TASK
List every person named in the passage about Opie's early career as a painter.

SUPPLIED PASSAGE
════════════════════
Of those early efforts good judges have spoken with much approbation;-they were deficient in grace, but true to nature, and remarkable for their fidelity of resemblance. He painted with small pencils, and finished more highly than when his hand had attained more mastery. Lord Bateman was one of his earliest patrons, and employed him to paint old men and travelling mendicants: sitters such as those neither alarmed the rustic artist with their dignity, nor annoyed him with their remarks-they sat in silent wonder, and beheld the second creation of their persons-then rose, and thought him a wondrous lad. By this practice his hand attained that ready and dashing freedom of manner, which was so much his friend when more fastidious heads came to his easel. His usual price, when he was sixteen years of age, was seven shillings and sixpence for a portrait. But of all the works which he painted in those probationary days, that which won the admiration of the good people of Truro most was a parrot walking down his perch: all the living parrots that saw it acknowledged the resemblance. So much was he charmed with his pursuit and his prospects, that when Wolcot asked him how he liked painting, "Better," he answered, "than bread and

meat."

In the twentieth year of his age our limner formed the resolution of visiting London, and set out for

the great city under the protection of Wolcot. It is said, that the poet and the painter held a consultation upon the rustic sound of Oppy, and both uniting in opinion that it was vulgar and unmusical, changed it to Opie-a name owned by an old Cornish family. The alteration was immaterial, for they are both evidently the same name: but under all the external advantages which Opie could claim over Oppy, he was presented to Sir Joshua Reynolds. He had not as yet determined on having himself announced, in the blazonry of prose and verse, as the "Wonderful Cornishman," on whom nature had spontaneously, without study, dropped down the gifts of art: the President received him courteously, gave him some advice, and desired to see him again. He evidently did not consider this new marvel at all marvellous.
════════════════════
RECORDED DATA

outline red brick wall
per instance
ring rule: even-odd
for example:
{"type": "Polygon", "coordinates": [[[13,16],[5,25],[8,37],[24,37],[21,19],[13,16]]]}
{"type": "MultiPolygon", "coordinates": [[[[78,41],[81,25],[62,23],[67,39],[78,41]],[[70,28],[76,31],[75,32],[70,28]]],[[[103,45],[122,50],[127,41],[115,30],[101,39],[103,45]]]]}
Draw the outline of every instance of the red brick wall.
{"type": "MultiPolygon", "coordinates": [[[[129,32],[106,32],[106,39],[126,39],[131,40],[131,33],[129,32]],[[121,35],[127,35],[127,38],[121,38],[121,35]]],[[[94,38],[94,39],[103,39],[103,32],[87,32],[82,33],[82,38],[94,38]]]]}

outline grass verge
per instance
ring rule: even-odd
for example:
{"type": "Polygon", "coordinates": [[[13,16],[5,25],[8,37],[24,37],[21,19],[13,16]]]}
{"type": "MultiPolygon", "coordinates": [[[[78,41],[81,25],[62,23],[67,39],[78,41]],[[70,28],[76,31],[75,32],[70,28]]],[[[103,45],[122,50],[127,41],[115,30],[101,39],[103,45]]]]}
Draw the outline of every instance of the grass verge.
════════════════════
RESPONSE TO THIS TASK
- Lord Bateman
- Wolcot
- Opie (originally Oppy)
- Sir Joshua Reynolds